*GIVEN PROBLEM*
Copy word for word the stretch of lines from the one containing "Question. In the picture above, identify the window with" through the one containing "[(459, 193)]", leaving the pictures out.
========================================================================
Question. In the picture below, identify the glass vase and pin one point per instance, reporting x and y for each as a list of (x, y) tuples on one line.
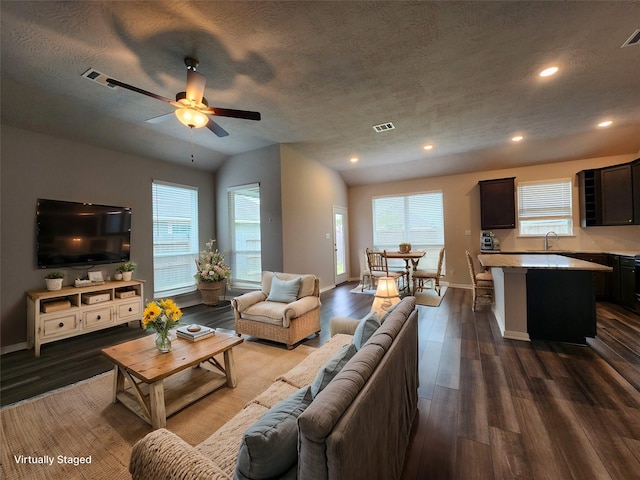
[(163, 342)]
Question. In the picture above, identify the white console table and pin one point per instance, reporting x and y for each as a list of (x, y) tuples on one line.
[(70, 311)]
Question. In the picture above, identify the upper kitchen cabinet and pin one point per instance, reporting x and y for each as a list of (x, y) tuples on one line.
[(497, 203), (610, 195)]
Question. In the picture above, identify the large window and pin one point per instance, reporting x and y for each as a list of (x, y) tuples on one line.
[(416, 218), (175, 238), (544, 207), (245, 256)]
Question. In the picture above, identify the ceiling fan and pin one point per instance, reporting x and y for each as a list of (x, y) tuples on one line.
[(192, 109)]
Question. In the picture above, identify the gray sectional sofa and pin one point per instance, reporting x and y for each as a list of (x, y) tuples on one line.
[(355, 423)]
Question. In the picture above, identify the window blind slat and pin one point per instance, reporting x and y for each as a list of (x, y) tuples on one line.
[(545, 206), (245, 257), (175, 238), (416, 218)]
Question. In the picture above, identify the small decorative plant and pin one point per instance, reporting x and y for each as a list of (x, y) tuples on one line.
[(405, 247), (53, 280), (54, 275), (127, 267), (211, 266)]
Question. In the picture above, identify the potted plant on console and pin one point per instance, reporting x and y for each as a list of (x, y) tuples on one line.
[(211, 273), (53, 280), (127, 270)]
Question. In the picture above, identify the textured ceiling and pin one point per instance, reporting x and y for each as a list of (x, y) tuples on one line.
[(460, 75)]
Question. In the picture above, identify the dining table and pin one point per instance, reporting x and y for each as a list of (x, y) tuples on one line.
[(410, 258)]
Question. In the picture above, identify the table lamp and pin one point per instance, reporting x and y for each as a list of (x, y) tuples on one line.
[(386, 296)]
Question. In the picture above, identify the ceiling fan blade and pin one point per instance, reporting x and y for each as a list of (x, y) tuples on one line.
[(161, 118), (113, 81), (229, 112), (195, 86), (217, 129)]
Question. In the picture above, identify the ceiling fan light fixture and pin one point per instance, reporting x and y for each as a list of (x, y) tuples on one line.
[(191, 118)]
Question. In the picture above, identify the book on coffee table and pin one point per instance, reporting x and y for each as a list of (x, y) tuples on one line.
[(195, 332)]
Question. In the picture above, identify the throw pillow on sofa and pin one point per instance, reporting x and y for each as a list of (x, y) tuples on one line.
[(332, 368), (367, 326), (269, 447), (284, 291)]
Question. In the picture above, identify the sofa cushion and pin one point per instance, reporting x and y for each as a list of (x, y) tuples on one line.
[(367, 326), (388, 312), (269, 447), (284, 291), (303, 374), (332, 368)]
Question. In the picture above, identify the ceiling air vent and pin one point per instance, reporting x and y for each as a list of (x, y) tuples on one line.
[(634, 39), (383, 127), (97, 77)]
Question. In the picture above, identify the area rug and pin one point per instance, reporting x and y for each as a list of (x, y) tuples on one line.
[(78, 433)]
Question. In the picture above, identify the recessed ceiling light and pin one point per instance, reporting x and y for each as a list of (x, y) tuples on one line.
[(547, 72)]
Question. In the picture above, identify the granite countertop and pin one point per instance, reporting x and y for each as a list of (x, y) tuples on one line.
[(622, 253), (539, 261)]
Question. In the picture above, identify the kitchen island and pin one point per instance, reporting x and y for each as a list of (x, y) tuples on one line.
[(543, 296)]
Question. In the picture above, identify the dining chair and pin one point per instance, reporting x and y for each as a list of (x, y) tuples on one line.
[(482, 283), (421, 277), (365, 273), (379, 267)]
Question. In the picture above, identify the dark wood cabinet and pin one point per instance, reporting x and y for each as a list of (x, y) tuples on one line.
[(561, 305), (601, 280), (617, 195), (497, 203), (635, 177), (627, 278), (610, 195)]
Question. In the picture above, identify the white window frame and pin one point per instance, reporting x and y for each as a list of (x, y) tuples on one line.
[(412, 228), (174, 257), (245, 262), (545, 206)]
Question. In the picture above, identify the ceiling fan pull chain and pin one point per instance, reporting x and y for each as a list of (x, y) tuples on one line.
[(191, 141)]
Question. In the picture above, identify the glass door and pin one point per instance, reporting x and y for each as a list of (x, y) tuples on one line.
[(340, 244)]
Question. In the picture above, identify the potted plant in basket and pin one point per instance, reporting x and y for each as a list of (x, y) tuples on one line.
[(211, 273), (53, 280), (404, 247), (127, 270)]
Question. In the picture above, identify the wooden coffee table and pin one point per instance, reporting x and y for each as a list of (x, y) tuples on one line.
[(160, 384)]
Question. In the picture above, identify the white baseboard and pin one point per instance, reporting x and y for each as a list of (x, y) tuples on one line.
[(13, 348)]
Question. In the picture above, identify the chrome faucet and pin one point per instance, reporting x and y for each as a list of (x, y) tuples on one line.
[(546, 240)]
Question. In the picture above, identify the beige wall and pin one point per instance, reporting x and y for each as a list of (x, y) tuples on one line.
[(462, 212), (41, 166), (309, 193), (258, 166)]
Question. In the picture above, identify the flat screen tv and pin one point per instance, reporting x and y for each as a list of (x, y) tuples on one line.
[(81, 234)]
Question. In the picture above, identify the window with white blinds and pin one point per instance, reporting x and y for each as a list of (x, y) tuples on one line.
[(545, 206), (245, 257), (416, 218), (175, 238)]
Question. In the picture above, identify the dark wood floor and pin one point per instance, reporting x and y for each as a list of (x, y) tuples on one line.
[(488, 407)]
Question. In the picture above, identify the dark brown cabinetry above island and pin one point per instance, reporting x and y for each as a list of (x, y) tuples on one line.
[(610, 195), (497, 204)]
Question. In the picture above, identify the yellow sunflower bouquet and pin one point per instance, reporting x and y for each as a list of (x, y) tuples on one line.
[(161, 316)]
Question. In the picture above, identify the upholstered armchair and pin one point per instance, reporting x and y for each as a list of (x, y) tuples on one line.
[(285, 310)]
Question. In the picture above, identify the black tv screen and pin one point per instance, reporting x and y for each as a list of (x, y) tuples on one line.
[(75, 234)]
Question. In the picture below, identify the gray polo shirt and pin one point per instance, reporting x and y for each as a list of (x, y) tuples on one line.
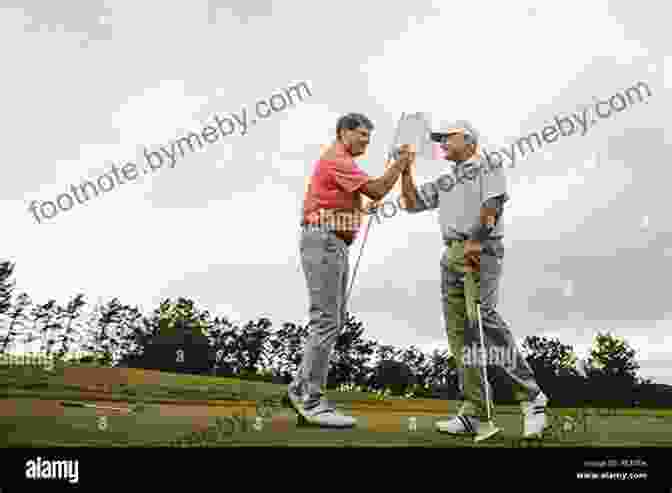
[(459, 193)]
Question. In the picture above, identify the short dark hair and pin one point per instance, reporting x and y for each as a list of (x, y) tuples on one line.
[(352, 121)]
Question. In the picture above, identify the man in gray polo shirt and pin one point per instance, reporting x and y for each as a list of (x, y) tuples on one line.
[(470, 195)]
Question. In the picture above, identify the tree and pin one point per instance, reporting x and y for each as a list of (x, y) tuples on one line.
[(45, 322), (395, 376), (252, 351), (286, 348), (17, 321), (442, 375), (612, 370), (181, 344), (67, 318), (612, 356), (6, 286)]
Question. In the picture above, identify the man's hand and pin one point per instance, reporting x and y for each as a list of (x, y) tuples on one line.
[(406, 156), (472, 256)]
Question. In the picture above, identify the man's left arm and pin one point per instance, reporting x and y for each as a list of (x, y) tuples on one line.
[(495, 195), (491, 211)]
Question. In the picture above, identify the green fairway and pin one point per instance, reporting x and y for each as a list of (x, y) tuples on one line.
[(380, 423)]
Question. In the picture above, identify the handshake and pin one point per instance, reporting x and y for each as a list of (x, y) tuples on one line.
[(404, 155)]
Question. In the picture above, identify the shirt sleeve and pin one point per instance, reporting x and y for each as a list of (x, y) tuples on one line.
[(426, 198), (347, 175), (493, 183), (494, 196)]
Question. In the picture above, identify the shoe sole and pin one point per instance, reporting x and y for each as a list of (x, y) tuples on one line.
[(492, 433), (455, 433)]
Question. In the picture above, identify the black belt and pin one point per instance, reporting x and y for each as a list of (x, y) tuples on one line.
[(341, 235), (450, 241)]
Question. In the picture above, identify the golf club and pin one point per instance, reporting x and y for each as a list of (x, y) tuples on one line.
[(391, 156), (486, 384)]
========================================================================
*SOLUTION FOR THIS TASK*
Question. In the picture above, identify the window with white blinds and pin one point per instance, reporting x and y for each as a list of (x, y) tuples on one line.
[(545, 206), (245, 257), (416, 218), (175, 238)]
Question. In the picture above, identify the dark wood floor and pin one point per instance, reporting x and y for each as a list of (x, y) tuples on one line.
[(488, 407)]
Question. In the picture above, identify the dark brown cabinetry above island and pin one point per instance, reporting x and y for each as a list of (x, y) tuples on one line.
[(610, 195), (497, 204)]
Question. In the picture above, identify the yellow sunflower bouquet and pin one point per instance, reporting x and y for each as a list of (x, y) tuples on one line.
[(161, 316)]
Question. In the picture above, identify the upholstered armchair and pin one point per instance, reporting x and y for each as a list of (x, y) tuples on one line.
[(285, 310)]
Question. In the picture above, identify the black tv screen and pin one point per instance, reporting x and y for each as a list of (x, y) tuples on one line.
[(75, 234)]
Question. In the picture below, identify the gray polo shirt and pin one point per instance, reporting x and y for each as a list of (x, y) tuples on one line.
[(459, 193)]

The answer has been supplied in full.